Page extract:
________________________
A map has revealed Britain’s dementia hotspots, with more than one in 35 people affected by the disease in the hardest-hit areas.
Around 2.81 per cent of adults in Christchurch, Dorset are affected by the brain-sapping disease, according to Alzheimer’s Research UK.
Their data shows rates vary widely across the country, with coastal areas in Dorset, Hampshire, Norfolk, Essex and Sussex being particularly affected.
By contrast, in London constituencies where residents are on average younger, the rates were below 0.6 per cent.
Around 944,000 Britons are currently living with dementia and experts predict the number will surpass one million by the end of the decade.
Alzheimer’s is the most common form of the disease and is thought to be caused by the buildup of proteins in the brain, including tau and amyloid.
Data from Alzheimer’s Research UK shows that there are more than 1,900 residents living with dementia in several general constituencies across the UK.
On average, around 1.33 percent of the population was affected.
________________________
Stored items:
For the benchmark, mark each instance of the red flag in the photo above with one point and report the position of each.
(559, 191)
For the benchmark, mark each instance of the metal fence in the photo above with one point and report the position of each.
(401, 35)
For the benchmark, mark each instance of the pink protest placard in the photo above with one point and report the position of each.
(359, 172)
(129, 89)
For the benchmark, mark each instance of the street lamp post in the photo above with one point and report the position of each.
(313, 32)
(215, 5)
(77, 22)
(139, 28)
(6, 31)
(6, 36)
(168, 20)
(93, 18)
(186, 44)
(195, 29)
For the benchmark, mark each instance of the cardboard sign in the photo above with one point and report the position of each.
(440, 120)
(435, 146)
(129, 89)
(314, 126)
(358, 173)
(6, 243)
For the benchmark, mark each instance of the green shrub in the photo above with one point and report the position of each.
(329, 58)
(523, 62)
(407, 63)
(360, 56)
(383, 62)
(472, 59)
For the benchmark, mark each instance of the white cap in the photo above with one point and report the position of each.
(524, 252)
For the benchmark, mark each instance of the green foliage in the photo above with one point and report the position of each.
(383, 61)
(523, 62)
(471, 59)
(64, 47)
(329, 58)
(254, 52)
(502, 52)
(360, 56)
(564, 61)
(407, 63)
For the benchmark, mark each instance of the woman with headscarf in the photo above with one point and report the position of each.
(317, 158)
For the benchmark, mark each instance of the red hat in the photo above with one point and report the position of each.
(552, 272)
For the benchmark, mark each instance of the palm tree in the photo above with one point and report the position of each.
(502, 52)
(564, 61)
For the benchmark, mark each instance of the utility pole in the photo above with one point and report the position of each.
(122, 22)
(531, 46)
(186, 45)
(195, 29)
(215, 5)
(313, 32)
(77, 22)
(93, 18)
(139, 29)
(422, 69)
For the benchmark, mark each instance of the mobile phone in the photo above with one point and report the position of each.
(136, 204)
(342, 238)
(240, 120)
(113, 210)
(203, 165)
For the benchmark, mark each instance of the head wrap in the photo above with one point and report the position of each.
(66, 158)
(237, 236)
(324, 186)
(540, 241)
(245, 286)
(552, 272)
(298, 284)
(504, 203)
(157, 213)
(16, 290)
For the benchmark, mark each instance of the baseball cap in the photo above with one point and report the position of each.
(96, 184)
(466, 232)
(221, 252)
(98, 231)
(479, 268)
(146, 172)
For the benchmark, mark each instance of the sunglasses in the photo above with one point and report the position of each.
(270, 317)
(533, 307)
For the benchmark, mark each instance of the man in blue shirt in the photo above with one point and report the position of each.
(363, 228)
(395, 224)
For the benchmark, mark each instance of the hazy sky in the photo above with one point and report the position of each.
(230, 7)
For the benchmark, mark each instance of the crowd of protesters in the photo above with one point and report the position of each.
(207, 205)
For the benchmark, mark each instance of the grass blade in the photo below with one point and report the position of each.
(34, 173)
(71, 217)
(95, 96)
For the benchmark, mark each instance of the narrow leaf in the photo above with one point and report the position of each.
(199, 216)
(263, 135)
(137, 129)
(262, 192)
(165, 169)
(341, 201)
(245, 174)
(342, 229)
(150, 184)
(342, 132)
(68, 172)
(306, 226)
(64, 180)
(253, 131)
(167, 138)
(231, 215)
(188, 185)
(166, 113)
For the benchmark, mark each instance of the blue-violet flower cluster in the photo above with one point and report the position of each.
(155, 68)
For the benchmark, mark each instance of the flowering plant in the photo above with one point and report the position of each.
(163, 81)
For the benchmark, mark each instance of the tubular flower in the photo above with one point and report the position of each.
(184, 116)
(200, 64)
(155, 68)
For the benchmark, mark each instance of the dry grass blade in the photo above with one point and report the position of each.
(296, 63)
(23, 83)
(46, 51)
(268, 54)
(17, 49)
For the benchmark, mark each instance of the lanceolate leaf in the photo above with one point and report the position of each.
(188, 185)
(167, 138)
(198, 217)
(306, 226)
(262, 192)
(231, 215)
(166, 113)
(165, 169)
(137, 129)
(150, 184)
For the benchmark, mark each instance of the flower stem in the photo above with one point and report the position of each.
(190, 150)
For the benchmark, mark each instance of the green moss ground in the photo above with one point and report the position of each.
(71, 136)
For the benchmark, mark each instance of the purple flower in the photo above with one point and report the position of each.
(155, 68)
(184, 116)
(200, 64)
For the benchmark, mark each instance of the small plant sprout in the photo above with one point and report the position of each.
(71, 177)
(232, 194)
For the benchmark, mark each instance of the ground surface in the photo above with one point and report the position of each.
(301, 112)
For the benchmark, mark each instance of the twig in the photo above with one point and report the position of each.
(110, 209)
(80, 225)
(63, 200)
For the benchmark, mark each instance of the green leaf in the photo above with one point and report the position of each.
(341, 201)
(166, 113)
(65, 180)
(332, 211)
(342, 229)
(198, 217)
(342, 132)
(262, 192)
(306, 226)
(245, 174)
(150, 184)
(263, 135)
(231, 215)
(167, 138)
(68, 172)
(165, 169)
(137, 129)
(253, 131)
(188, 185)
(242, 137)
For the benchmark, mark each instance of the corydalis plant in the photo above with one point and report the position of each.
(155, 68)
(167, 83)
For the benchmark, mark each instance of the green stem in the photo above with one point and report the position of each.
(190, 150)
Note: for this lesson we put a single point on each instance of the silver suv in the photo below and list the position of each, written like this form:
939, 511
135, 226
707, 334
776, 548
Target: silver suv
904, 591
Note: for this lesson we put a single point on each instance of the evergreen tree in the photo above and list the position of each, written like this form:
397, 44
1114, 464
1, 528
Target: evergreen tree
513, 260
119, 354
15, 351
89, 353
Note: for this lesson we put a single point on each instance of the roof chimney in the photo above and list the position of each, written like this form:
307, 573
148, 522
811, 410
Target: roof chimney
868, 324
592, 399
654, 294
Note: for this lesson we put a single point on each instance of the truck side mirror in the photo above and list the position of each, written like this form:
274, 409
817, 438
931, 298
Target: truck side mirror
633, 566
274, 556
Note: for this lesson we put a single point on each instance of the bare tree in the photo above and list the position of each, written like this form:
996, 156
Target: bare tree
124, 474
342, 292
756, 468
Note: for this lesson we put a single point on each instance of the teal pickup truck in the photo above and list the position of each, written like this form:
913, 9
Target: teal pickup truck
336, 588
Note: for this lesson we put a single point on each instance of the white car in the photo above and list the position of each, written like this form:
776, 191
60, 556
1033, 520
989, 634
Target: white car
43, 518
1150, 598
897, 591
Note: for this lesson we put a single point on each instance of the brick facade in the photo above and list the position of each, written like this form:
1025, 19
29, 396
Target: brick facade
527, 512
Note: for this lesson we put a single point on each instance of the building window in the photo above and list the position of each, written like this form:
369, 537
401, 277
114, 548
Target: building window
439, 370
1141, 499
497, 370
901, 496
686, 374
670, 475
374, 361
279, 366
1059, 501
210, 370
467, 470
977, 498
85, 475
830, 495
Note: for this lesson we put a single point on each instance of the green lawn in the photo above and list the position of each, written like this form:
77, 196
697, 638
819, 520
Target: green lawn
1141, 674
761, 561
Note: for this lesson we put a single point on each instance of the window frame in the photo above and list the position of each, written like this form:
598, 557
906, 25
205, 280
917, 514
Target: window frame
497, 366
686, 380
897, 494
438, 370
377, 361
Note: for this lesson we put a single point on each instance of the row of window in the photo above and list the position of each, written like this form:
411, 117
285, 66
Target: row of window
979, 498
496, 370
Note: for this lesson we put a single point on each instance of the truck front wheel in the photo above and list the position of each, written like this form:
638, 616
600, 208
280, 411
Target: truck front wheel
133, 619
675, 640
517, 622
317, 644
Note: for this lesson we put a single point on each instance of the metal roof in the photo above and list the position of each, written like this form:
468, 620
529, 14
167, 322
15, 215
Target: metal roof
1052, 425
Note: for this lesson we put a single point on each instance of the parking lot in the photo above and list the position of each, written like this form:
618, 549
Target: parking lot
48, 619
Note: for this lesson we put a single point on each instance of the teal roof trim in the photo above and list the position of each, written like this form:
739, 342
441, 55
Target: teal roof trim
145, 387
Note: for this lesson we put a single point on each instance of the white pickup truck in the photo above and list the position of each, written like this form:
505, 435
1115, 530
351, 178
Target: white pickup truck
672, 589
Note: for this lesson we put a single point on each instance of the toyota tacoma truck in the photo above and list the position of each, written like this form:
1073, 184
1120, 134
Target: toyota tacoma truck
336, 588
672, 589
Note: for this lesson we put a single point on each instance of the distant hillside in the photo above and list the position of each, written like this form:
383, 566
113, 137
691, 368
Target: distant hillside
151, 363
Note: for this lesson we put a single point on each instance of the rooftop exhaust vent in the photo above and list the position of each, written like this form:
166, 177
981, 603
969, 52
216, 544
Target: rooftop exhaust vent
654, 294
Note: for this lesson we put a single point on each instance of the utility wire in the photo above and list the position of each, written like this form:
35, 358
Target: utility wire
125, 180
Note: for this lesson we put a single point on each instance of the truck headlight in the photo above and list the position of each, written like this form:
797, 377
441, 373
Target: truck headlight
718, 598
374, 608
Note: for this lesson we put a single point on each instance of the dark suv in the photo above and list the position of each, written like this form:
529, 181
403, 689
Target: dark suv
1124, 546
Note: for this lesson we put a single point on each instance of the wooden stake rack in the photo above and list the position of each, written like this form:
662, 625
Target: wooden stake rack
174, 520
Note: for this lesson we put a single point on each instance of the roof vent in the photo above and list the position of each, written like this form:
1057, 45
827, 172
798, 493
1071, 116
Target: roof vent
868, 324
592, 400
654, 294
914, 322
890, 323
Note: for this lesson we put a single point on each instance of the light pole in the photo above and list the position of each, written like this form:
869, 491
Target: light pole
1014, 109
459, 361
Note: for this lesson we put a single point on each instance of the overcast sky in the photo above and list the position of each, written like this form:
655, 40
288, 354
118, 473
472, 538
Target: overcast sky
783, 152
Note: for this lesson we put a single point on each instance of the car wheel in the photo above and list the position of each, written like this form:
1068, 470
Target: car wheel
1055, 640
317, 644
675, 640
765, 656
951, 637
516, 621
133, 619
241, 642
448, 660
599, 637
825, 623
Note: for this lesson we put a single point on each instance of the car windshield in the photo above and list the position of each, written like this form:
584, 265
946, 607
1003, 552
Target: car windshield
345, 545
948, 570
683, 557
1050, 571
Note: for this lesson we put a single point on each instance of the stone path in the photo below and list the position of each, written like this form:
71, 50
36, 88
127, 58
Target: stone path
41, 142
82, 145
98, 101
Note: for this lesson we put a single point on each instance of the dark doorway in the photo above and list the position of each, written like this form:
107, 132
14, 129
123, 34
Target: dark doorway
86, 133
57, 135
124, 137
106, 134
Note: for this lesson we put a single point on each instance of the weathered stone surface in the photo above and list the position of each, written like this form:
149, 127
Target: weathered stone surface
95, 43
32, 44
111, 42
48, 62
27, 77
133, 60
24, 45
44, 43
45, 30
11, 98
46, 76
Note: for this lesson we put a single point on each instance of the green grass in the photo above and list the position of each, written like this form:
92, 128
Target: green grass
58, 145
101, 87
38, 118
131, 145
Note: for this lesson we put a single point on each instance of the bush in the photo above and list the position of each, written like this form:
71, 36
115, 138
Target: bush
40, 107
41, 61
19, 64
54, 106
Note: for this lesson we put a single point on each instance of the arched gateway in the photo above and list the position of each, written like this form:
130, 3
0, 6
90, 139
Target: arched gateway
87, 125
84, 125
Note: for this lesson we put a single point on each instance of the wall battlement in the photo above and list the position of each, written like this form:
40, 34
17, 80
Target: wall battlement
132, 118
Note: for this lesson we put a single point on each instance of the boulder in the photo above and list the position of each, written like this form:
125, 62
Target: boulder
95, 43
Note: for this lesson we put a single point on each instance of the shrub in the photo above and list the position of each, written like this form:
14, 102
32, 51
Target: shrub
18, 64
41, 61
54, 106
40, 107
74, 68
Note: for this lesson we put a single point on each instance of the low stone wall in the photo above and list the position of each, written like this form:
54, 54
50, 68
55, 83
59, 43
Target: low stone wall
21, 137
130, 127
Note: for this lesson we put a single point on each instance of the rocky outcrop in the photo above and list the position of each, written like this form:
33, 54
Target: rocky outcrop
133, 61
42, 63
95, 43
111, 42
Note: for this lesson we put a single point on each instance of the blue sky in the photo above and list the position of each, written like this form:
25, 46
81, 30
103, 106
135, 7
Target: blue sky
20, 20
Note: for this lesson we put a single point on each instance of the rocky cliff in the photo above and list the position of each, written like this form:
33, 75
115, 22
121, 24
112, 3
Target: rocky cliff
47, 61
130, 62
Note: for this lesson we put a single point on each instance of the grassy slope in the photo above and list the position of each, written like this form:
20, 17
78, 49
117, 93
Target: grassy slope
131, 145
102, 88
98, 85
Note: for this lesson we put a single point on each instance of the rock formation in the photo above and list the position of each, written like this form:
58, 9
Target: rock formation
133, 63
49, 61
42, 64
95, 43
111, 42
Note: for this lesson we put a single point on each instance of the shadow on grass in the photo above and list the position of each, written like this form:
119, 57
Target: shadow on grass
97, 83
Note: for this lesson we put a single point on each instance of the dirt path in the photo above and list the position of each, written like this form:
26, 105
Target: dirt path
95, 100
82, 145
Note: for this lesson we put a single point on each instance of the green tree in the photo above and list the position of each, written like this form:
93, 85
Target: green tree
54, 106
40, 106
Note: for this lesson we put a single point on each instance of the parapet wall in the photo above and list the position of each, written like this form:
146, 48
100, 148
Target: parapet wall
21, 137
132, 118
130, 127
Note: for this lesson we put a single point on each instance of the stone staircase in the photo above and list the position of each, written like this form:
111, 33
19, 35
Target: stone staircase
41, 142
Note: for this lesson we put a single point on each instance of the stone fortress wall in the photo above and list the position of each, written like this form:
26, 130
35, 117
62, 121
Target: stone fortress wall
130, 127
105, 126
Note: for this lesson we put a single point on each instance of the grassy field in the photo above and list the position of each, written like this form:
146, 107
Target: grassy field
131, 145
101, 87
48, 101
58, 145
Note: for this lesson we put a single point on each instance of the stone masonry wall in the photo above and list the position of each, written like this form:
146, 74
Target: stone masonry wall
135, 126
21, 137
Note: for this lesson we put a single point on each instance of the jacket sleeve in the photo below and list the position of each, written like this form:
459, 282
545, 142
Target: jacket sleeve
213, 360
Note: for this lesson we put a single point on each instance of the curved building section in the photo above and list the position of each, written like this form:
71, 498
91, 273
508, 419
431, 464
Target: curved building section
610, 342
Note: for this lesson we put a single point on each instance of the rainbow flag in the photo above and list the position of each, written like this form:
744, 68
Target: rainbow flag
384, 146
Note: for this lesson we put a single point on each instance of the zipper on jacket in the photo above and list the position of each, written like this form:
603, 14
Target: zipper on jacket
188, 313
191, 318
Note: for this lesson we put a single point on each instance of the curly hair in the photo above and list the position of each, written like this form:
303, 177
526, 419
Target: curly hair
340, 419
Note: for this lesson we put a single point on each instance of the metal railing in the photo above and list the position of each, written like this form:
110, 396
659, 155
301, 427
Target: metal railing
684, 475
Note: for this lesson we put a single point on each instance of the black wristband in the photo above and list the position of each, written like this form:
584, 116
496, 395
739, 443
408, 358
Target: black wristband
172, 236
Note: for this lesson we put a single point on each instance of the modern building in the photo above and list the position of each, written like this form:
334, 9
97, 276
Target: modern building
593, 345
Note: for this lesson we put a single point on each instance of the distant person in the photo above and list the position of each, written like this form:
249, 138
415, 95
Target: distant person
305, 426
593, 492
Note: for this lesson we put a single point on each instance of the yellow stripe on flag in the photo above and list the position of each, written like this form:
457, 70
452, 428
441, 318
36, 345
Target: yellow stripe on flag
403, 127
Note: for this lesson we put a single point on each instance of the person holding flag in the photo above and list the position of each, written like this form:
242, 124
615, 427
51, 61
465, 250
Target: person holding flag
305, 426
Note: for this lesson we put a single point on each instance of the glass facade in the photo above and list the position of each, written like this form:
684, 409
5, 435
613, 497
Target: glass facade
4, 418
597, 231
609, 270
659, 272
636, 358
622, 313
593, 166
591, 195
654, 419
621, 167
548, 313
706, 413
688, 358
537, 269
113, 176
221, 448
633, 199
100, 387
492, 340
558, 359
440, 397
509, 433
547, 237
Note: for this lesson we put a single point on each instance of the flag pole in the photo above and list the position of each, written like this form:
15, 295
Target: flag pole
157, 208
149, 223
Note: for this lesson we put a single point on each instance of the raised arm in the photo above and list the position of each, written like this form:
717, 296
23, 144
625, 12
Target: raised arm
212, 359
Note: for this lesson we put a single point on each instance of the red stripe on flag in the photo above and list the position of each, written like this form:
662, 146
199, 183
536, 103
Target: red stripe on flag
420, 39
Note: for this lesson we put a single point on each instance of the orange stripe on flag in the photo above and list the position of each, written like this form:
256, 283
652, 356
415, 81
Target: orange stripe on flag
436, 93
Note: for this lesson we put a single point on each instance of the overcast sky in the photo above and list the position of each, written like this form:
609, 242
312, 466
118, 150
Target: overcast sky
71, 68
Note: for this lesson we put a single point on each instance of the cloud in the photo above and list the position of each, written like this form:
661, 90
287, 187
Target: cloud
________________________
Prompt 1:
Answer these questions from the article on dementia hotspots:
(a) What share of adults in Christchurch, Dorset is affected by dementia?
(b) About how many Britons are living with dementia now?
(c) Which form of dementia is the most common?
Prompt 2: Resume the article on dementia hotspots after its final sentence, keeping its reporting style.

Response box 1:
(a) Around 2.81 per cent.
(b) Around 944,000.
(c) Alzheimer's.

Response box 2:
After Christchurch, the prevalence was highest in New Forest West in Hampshire, where 2.65 per cent have the disease.
It was followed by North Norfolk (2.44 percent), Clacton in Essex (2.43 percent) and Worthing West in West Sussex (2.42 percent).
In contrast, the condition is lowest in Poplar and Limehouse in London, where it affects 0.38 per cent.
This comes as researchers published results for the strongest Alzheimer’s drug yet to be proven to slow the disease — ushering in “a new era in which it could become treatable.”
In tests, donanemab rids the brain of 84 percent of toxic amyloid plaque proteins and delays mental decline by up to 60 percent.
It is the second drug shown to reverse the process, after lecanemab was shown last year to slow the decline by 27 percent.